* [Reading text]
■ ■ ■ ■

This method is currently only possible for forms of red-green color deficiency, due to differences in how the mutations for different deficiencies affect the cones.
“In the worst forms of red-green color blindness, if you’re missing a red gene, all of the cones that would have been red turn on the green gene,” Neitz said. “So, a red-green colorblind person has the same number of cones as a normal person does, which is nice because now we can just turn a fraction of the green cones into red ones.”
The situation is quite different when it comes to blue-yellow color blindness.
“Most causes of blue-yellow color blindness that affect the blue cones are caused by mutations that make it so that the blue cone photopigment is actually toxic, and it kills the cells,” Neitz said. “So, people who have the worst forms don’t have any blue cones to be rescued. There wouldn’t be a way to cure blue-yellow color blindness with the same technique.”
Despite the promising results, Neitz stresses that the work is still in its early stages.
“We’re a long way from doing something else besides gene therapy, and we’re actually pretty far away from doing gene therapy on people, too,” Neitz said.
Others wonder if a cure is worth pursuing at all.
“You’d have to ask the question of whether the risks are worth it because most people with color deficiency do pretty well in the world,” Marmor said.
Finding a middle ground
Color is everywhere — and, for most people, it’s a vital part of how we understand the world, with nearly 90% of all information relying on color to communicate.
For those with color vision deficiencies, this reliance can create serious barriers to understanding and accessibility.

■ ■ ■ ■

* [Exercise data]
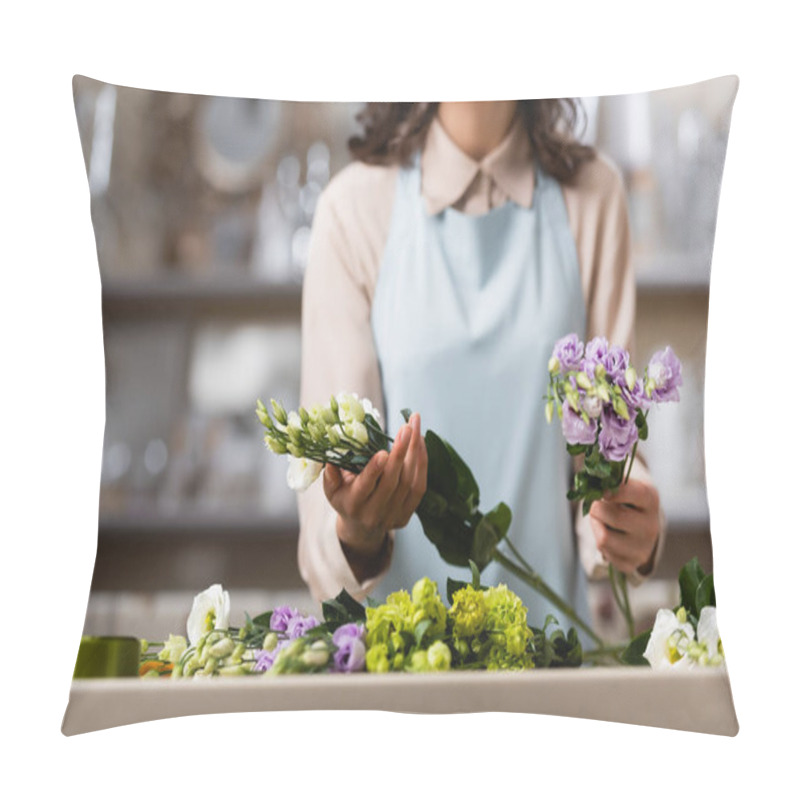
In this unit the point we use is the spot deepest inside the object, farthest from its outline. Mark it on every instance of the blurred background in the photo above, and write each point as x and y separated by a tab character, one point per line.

■ ■ ■ ■

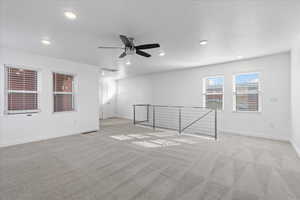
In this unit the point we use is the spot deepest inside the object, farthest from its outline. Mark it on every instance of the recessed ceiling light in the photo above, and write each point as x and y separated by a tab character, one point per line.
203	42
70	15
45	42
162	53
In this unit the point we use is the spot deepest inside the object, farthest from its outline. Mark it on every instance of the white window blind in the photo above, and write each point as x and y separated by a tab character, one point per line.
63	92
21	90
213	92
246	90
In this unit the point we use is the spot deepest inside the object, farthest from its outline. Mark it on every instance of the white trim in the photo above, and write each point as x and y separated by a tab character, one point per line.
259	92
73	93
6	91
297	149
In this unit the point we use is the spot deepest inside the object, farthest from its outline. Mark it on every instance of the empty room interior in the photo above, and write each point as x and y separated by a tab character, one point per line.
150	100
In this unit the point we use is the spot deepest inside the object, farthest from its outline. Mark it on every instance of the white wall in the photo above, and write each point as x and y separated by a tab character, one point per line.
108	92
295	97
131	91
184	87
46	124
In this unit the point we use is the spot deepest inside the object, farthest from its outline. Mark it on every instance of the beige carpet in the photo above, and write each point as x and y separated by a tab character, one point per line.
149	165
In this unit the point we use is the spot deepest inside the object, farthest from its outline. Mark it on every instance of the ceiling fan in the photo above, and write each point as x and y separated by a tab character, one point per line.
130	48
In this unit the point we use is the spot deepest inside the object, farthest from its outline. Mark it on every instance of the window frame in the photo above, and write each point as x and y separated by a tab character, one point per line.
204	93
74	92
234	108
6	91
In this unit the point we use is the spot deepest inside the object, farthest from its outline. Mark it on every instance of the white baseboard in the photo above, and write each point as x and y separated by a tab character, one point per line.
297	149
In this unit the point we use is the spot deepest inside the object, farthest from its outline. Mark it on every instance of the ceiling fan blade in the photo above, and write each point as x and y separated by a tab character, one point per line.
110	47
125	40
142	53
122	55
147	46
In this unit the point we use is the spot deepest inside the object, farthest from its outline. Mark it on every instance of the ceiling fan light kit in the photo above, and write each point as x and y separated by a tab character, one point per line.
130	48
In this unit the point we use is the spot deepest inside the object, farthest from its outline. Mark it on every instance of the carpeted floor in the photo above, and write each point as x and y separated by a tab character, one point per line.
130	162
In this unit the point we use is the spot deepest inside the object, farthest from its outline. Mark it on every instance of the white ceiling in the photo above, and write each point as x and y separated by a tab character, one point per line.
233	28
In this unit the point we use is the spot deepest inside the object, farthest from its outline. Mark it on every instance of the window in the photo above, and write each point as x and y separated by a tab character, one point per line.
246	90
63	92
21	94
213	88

■ ■ ■ ■

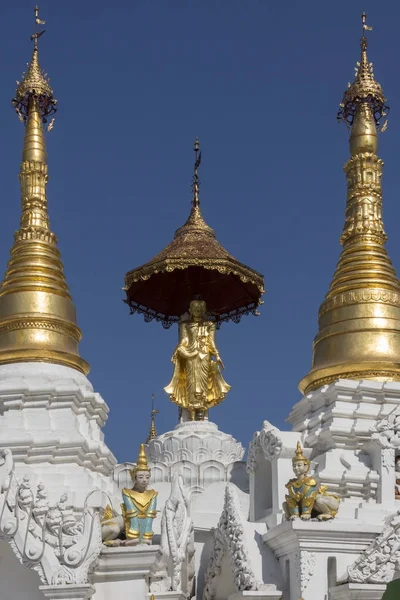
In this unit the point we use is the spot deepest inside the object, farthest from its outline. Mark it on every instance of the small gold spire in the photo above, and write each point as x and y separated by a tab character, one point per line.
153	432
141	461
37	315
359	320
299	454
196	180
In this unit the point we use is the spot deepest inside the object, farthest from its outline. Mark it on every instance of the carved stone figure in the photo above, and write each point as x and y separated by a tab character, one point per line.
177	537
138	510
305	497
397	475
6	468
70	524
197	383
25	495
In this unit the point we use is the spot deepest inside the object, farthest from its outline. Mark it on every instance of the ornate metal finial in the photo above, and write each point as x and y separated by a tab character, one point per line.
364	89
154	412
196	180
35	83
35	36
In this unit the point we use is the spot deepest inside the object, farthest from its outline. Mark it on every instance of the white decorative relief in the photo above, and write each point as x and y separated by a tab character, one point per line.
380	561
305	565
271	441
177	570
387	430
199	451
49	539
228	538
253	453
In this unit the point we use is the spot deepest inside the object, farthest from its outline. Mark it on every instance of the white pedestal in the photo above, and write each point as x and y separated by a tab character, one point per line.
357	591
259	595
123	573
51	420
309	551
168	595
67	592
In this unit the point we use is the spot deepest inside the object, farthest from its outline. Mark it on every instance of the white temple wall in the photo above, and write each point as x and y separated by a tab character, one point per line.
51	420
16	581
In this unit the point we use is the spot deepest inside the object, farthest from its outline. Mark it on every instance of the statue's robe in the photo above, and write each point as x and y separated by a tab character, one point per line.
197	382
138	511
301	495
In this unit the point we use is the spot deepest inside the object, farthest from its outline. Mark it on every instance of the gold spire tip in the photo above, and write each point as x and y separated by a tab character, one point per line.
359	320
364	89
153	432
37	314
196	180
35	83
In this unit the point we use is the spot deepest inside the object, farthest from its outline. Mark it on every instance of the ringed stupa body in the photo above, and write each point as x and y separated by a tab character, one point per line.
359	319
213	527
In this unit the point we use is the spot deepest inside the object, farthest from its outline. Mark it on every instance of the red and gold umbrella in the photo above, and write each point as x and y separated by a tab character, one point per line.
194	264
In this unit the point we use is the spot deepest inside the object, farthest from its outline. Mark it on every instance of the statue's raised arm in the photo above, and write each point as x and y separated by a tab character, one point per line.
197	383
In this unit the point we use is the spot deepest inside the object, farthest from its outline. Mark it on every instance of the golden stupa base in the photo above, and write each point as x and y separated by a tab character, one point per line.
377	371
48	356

■ ■ ■ ■

In the text on color vision deficiency, what share of all information relies on color to communicate?

* [Solution to this problem] Nearly 90%